[[ Document extract, beginning ]]

Saturday, September 27, 2008

A Writer’s Look at Soap Characters – Part One

When you learn how to write research papers, one of the first things you are told is to find what the experts have written on the topic. Doug Marland was "one of the greatest head writers ever" according to professionals in the industry. His advice is fifteen years old, but still relevant.


 

How Not To Wreck A Show


 

By Douglas Marland

  • Watch the show.
  • Learn the history of the show. You would be surprised at the ideas that you can get from the back story of your characters.
  • Read the fan mail. The very characters that are not thrilling to you may be the audience's favorites.
  • Be objective. When I came in to ATWT, the first thing I said was, what is pleasing the audience? You have to put your own personal likes and dislikes aside and develop the characters that the audience wants to see.
  • Talk to everyone; writers and actors especially. There may be something in a character's history that will work beautifully for you, and who would know better than the actor who has been playing the role?
  • Don't change a core character. You can certainly give them edges they didn't have before, or give them a logical reason to change their behavior. But when the audience says, "He would never do that," then you have failed.
  • Build new characters slowly. Everyone knows that it takes six months to a year for an audience to care about a new character. Tie them in to existing characters. Don't shove them down the viewers' throats.
  • If you feel staff changes are in order, look within the organization first. P&G [Procter & Gamble] does a lot of promoting from within. Almost all of our producers worked their way up from staff positions, and that means they know the show.

[[ Document extract, end ]]
[[ Entries shown, beginning ]]

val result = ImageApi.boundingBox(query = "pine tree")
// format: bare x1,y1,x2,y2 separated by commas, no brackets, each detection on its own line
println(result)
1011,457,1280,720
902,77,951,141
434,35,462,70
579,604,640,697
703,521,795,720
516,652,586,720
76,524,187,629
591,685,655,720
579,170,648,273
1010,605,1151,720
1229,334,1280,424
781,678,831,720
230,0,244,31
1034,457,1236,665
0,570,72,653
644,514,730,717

[[ Entries shown, end ]]

> [Required tasks]:
(a) Please update the stretch of the soap-writing article from "When you learn" through "Watch the show.", replacing "research papers" with "term papers".
(b) Decide whether each statement agrees with the soap-writing article. Answer yes or no for each, and quote the words that settle it. (i) Marland's advice is described as fifteen years old. (ii) According to Marland, an audience needs about a month to care about a new character. (iii) Almost all of the producers came up from staff positions.

> [Activity answers]:
(a)
When you learn how to write term papers, one of the first things you are told is to find what the experts have written on the topic. Doug Marland was "one of the greatest head writers ever" according to professionals in the industry. His advice is fifteen years old, but still relevant.


 

How Not To Wreck A Show


 

By Douglas Marland

  • Watch the show.

(b)
(i) Yes: "His advice is fifteen years old, but still relevant."
(ii) No: "it takes six months to a year for an audience to care about a new character."
(iii) Yes: "Almost all of our producers worked their way up from staff positions"